Мы думаем, что Мережковский от сильной душевной боли как бы ослеп временно и не видит спасительных оазисов в пустыне современной нашей литературы. Тем не менее, во многом, — о, как во многом! — прав Мережковский, бичующий современную русскую литературу. Не будем спорить с ним о последнем, но лучше спросим его: если наша литература так низко пала, и современный читатель, действительно, чуть ли не папуас, то каким же образом должен именно сейчас совершиться никогда еще не бывалый, почти волшебный переворот общего сознания и переход от литературы к жизненному коллективному «действу», и к чему-то, почти эсхатологическому? Каким образом на падение и измельчание художественного творчества можно ответить не призывом к его углублению и пересмотру, не борьбой с бактериями, которыми дышит современный «литератор» и читатель, не серьезной работой над первоисточниками того течения, которое мы называем современным, а призывом всех и каждого к тому сверхчеловеческому подвигу, о котором великие лишь смутно мечтали, на порывах к которому погибали такие гении, как Р. Вагнер, Фр. Ницше. Разве гибель Гоголя, практическая тщетность и бесплодность так называемой «философии» Л. Толстого, извращение идей Достоевского чуть ли не до смешения их с «идеями» наших истинно русских патриотов, превращение в течение нескольких лет целой мистической системы Вл. Соловьева в какой-то жалкий компромисс синодального стиля, а его социальных, фантастических грез — в тощую партийную программку, и многое, многое другое — разве все это не является целым рядом симптомов, доказывающих лишь одно, а именно: что рано, безумно рано, преступно рано превращать в общественное слово, в проповедь, в коллективный призыв — то, что живет и дышит только на высотах, на вершинах, недоступных толпе? О какой «общественности» без масс и толпы, о каком действии и без конкретной цели и определенной программы можно говорить в настоящее время?
Психологически, индивидуально мы понимаем крик Мережковского как сознание, что и он дошел до края бездны, что и он, пережив все трагедии индивидуализма, пришел к великому зиянию небытия, к самоотрицанию, подобно многим самым великим вождям индивидуализма; a contrario, [248]инстинктивно, быть может, диалектически, по-гегельянски возопил он о спасении от этой бездны через противоположное, через «соборность», но этот крик остался и всегда останется неуслышанным той воющей стихией, которая омывает великий утес его духовного одиночества.
Не первый, не последний Д. Мережковский убоялся и убоится безумия одиночества, не первый он стал порываться заговорить с массой о «сокровенном», не первый он останется без ответа. Не первый он не найдет слов для выражения своего безумного порыва «действовать», лишь бы не молчать и не быть одному!

....

ЗАДАНИЯ:
- A) Ответьте по отрывку о Мережковском:
(i) Каких гениев автор называет погибшими на порывах к сверхчеловеческому подвигу?
(ii) Через что, как сказано в тексте, Мережковский возопил о спасении от бездны?
(iii) Чего убоялся Мережковский, согласно последнему абзацу?
- B) Напечатайте фрагмент отрывка о Мережковском, начав с места, где стоят слова «Психологически, индивидуально мы», и остановившись после слов «не быть одному!».
Записи для работы не понадобятся.

....

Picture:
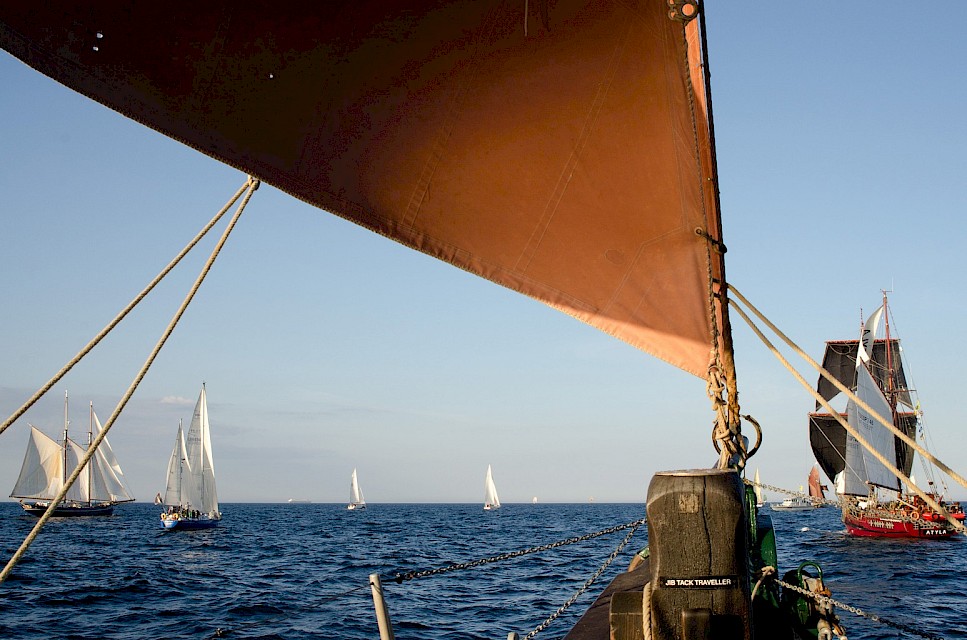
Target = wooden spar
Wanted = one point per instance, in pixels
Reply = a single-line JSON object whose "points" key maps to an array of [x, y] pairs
{"points": [[382, 612]]}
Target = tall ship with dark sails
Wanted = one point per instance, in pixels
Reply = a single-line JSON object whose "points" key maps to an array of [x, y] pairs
{"points": [[48, 463], [871, 494]]}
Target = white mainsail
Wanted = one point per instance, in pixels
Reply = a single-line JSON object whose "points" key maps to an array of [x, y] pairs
{"points": [[862, 468], [107, 479], [759, 494], [356, 498], [179, 488], [47, 464], [198, 449], [491, 501]]}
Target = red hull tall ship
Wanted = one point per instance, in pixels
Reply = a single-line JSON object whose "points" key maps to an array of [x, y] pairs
{"points": [[871, 496]]}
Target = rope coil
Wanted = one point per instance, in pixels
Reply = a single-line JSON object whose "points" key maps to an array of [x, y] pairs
{"points": [[399, 578]]}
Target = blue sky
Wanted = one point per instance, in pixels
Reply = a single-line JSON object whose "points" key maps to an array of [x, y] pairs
{"points": [[325, 347]]}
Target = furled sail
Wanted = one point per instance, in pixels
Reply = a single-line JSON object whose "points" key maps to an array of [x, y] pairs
{"points": [[355, 493], [562, 149], [490, 490], [198, 452], [42, 472]]}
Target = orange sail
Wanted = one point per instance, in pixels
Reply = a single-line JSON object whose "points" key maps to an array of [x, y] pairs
{"points": [[560, 149]]}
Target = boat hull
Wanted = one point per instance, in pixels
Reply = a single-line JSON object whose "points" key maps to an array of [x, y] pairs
{"points": [[879, 526], [188, 524], [68, 511]]}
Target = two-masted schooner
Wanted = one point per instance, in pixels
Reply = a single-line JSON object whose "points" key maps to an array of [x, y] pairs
{"points": [[48, 463]]}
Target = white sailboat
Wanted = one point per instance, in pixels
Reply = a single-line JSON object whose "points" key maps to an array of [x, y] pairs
{"points": [[356, 499], [48, 463], [491, 501], [760, 498], [190, 495]]}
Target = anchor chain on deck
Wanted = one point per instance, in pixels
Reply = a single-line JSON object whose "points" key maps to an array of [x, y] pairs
{"points": [[399, 578], [797, 494]]}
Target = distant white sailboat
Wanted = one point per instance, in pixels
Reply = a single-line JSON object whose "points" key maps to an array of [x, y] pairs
{"points": [[356, 499], [760, 496], [491, 501], [190, 495], [48, 463]]}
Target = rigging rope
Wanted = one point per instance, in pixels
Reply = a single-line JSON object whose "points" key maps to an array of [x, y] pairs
{"points": [[587, 585], [399, 578], [137, 299], [821, 599], [849, 429], [250, 187]]}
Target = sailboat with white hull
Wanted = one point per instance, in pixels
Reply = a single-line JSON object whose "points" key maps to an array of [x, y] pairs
{"points": [[356, 499], [48, 463], [191, 501], [873, 369], [491, 501]]}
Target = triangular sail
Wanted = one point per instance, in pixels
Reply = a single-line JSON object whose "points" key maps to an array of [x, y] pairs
{"points": [[42, 472], [199, 454], [80, 491], [490, 490]]}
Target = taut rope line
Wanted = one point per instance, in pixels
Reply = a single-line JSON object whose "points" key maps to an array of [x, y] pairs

....

ОТВЕТЫ:
- A)
(i) Р. Вагнера и Фр. Ницше.
(ii) Через противоположное, через «соборность».
(iii) Безумия одиночества.

- B)
Психологически, индивидуально мы понимаем крик Мережковского как сознание, что и он дошел до края бездны, что и он, пережив все трагедии индивидуализма, пришел к великому зиянию небытия, к самоотрицанию, подобно многим самым великим вождям индивидуализма; a contrario, [248]инстинктивно, быть может, диалектически, по-гегельянски возопил он о спасении от этой бездны через противоположное, через «соборность», но этот крик остался и всегда останется неуслышанным той воющей стихией, которая омывает великий утес его духовного одиночества.
Не первый, не последний Д. Мережковский убоялся и убоится безумия одиночества, не первый он стал порываться заговорить с массой о «сокровенном», не первый он останется без ответа. Не первый он не найдет слов для выражения своего безумного порыва «действовать», лишь бы не молчать и не быть одному!